Problems to solve:
1: Please print everything in the passage on miracles below, from "Craig talks about" down to "by Richard Carrier.".
2: Arrange everything in the records below, from the line containing "form [(410, 35)]." down to the line containing "[(363, 187)]", as a numbered list with blank lines left out. Give only those lines.

[begin Provided text]

Craig talks about how logicians have a body of data and then draw from a pool of live options for the option that best explains the data. He begrudges them the fact that, "Some skeptics, however, will not allow supernatural explanations even to be in the pool of live options…if there is no natural explanation for an event, they’re simply left with ignorance" (67). There’s a good reason for this. The problem with supernatural explanations is that they can be used to explain anything. So, if none of the other options worked, they could always invoke God or whatever. But they are still left with ignorance – they have just renamed it. There are also good reasons to disbelieve in the possibility of miracles, as noted in the Secular Web essay The Problem with Miracles: the Shaky Groundwork of Corduan and Purtill by Richard Carrier.

The Miracles of Jesus

Craig claims that, unless you decide that miracles are impossible, their historicity is indisputable (67-8).

Problems:

Once again, Craig completely glosses over an issue with the statement, "the historicity of the events [miracles of Christ] is not in doubt" (68). Well, if you accept the Gospels as accurate history and the divine word of God, then I guess not. Unfortunately, doubt is cast upon the Gospels as an accurate historical source because:

1. They were written between 30 and 70 years after the death of Christ [3]. So they weren’t exactly eyewitness accounts – at best, they were remembrances. Anyone who has played the "telephone" game knows how easily stories can be elaborated in a matter of minutes, much less decades. And despite the tradition of the apostles’ authorship, there is in actuality no clear mark of authorship on the Gospels, so they are not even necessarily first hand accounts.

2. The Gospels were written by members of the early Christian movement. Not exactly the most objective of reporters. This argument is along the lines of "history is written by the victors" – there is always a slant.

3. The Gospels have undergone revision and editing from their original forms – not to mention translation. Scholars are still attempting to put together a "most original" version, but the true originals are likely lost forever.

[end Provided text]
[begin Materials provided]

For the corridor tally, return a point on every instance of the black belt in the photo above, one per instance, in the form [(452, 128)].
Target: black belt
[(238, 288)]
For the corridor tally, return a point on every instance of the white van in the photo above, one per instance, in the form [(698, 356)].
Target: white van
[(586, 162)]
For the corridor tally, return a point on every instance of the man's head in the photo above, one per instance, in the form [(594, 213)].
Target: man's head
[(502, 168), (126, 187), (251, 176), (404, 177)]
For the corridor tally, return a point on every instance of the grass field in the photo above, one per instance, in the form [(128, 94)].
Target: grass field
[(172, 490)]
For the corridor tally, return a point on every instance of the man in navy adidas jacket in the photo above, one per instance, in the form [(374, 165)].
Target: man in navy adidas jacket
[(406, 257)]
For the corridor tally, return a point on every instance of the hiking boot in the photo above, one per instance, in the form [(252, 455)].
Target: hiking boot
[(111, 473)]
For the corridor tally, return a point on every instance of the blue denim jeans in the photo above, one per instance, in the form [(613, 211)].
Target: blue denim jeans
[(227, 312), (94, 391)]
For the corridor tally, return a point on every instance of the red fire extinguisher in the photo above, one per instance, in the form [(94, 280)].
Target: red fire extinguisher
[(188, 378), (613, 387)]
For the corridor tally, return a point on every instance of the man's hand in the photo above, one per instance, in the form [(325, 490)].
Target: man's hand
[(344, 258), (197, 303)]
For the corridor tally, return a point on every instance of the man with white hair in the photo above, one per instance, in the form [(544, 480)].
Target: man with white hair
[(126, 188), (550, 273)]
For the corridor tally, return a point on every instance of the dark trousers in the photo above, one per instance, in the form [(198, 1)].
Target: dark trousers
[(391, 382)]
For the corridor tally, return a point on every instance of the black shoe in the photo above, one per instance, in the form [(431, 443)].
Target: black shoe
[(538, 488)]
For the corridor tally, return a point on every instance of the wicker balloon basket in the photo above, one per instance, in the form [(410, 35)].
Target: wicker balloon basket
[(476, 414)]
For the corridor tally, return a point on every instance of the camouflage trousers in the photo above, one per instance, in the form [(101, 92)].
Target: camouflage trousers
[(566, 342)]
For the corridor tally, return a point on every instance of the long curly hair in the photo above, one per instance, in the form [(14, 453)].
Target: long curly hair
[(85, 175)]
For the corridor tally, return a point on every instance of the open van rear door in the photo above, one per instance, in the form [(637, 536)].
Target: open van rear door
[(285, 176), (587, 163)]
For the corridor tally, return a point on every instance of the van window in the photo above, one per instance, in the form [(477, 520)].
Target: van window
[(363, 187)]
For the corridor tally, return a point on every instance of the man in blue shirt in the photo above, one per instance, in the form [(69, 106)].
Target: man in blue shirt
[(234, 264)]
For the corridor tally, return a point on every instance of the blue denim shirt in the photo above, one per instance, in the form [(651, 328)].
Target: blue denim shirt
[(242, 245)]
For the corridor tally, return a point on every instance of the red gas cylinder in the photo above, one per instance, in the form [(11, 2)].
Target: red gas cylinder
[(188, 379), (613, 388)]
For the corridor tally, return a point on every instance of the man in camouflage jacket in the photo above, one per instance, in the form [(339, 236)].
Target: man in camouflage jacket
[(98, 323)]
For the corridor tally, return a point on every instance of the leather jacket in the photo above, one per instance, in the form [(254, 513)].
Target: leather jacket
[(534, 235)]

[end Materials provided]
[begin Materials provided]

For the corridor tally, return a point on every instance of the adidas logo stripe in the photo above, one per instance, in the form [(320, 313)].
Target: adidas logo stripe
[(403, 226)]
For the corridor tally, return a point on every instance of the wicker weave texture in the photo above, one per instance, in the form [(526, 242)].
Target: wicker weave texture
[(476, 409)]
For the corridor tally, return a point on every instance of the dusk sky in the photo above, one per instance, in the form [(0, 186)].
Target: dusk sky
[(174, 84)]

[end Materials provided]
[begin Materials provided]

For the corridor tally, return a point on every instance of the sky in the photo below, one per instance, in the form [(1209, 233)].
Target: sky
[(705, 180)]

[end Materials provided]

Answers provided:
1:
Craig talks about how logicians have a body of data and then draw from a pool of live options for the option that best explains the data. He begrudges them the fact that, "Some skeptics, however, will not allow supernatural explanations even to be in the pool of live options…if there is no natural explanation for an event, they’re simply left with ignorance" (67). There’s a good reason for this. The problem with supernatural explanations is that they can be used to explain anything. So, if none of the other options worked, they could always invoke God or whatever. But they are still left with ignorance – they have just renamed it. There are also good reasons to disbelieve in the possibility of miracles, as noted in the Secular Web essay The Problem with Miracles: the Shaky Groundwork of Corduan and Purtill by Richard Carrier.

2:
1. For the corridor tally, return a point on every instance of the wicker balloon basket in the photo above, one per instance, in the form [(410, 35)].
2. Target: wicker balloon basket
3. [(476, 414)]
4. For the corridor tally, return a point on every instance of the camouflage trousers in the photo above, one per instance, in the form [(101, 92)].
5. Target: camouflage trousers
6. [(566, 342)]
7. For the corridor tally, return a point on every instance of the long curly hair in the photo above, one per instance, in the form [(14, 453)].
8. Target: long curly hair
9. [(85, 175)]
10. For the corridor tally, return a point on every instance of the open van rear door in the photo above, one per instance, in the form [(637, 536)].
11. Target: open van rear door
12. [(285, 176), (587, 163)]
13. For the corridor tally, return a point on every instance of the van window in the photo above, one per instance, in the form [(477, 520)].
14. Target: van window
15. [(363, 187)]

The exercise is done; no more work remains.